**Data shown**
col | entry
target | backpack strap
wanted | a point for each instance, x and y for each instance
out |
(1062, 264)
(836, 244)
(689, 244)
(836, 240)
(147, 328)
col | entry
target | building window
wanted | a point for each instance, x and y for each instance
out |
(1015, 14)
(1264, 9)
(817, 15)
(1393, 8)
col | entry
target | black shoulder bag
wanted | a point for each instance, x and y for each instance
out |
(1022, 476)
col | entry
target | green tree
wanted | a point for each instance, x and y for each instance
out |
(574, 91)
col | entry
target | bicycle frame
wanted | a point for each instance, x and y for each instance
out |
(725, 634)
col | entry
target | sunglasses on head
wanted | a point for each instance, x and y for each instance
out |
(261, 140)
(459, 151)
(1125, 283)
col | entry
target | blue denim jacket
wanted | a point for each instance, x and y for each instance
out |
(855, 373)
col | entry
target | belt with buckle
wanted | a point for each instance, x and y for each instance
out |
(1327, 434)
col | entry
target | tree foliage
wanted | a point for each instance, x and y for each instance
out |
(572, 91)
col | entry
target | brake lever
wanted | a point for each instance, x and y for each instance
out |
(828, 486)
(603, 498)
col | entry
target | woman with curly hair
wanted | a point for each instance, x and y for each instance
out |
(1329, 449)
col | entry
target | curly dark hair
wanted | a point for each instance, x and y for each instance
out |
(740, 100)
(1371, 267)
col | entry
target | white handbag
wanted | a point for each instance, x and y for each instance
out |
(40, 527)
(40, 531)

**Direction**
Print all of the rows above verbatim, leaving every character unchanged.

**Final answer**
col | entry
target | backpack strap
wanted | a point for each instance, x and y for each instance
out |
(1062, 264)
(836, 244)
(689, 244)
(836, 240)
(147, 328)
col | entry
target | building window
wanted | a point for each instance, x and y for each instance
out |
(1015, 14)
(1264, 9)
(817, 15)
(1393, 8)
col | entry
target | black shoulder bag
wanted | a point for each instance, x and y for each instance
out |
(1022, 476)
col | entry
target | green tree
wanted | a point for each instance, x and y for each instance
out |
(574, 91)
col | entry
target | bicycle frame
wanted | a point for each instance, x and y for each instance
out |
(725, 634)
col | entry
target | sunglasses on head
wanted | a point for each instance, x and y for each instance
out |
(261, 140)
(459, 151)
(1125, 283)
col | entry
target | blue denim jacket
wanted | a point for each instance, x and y for each instance
out |
(855, 373)
col | entry
target | belt with buckle
wanted | a point for each instance, x and y for each instance
out |
(1327, 434)
col | entry
target | tree foliage
wanted | a point for each instance, x and y for each instance
out |
(572, 91)
col | entry
target | brake lever
wanted | a point for each instance, x and y for each instance
out |
(828, 486)
(603, 498)
col | entry
target | woman with curly hair
wanted | a point for each instance, x and y for each instance
out |
(1329, 449)
col | entry
target | curly dark hair
wanted | a point for each instance, x and y for each instance
out |
(740, 100)
(1371, 267)
col | entry
target | white handbag
wanted | a point for each instance, x and y for each instance
out |
(40, 527)
(40, 531)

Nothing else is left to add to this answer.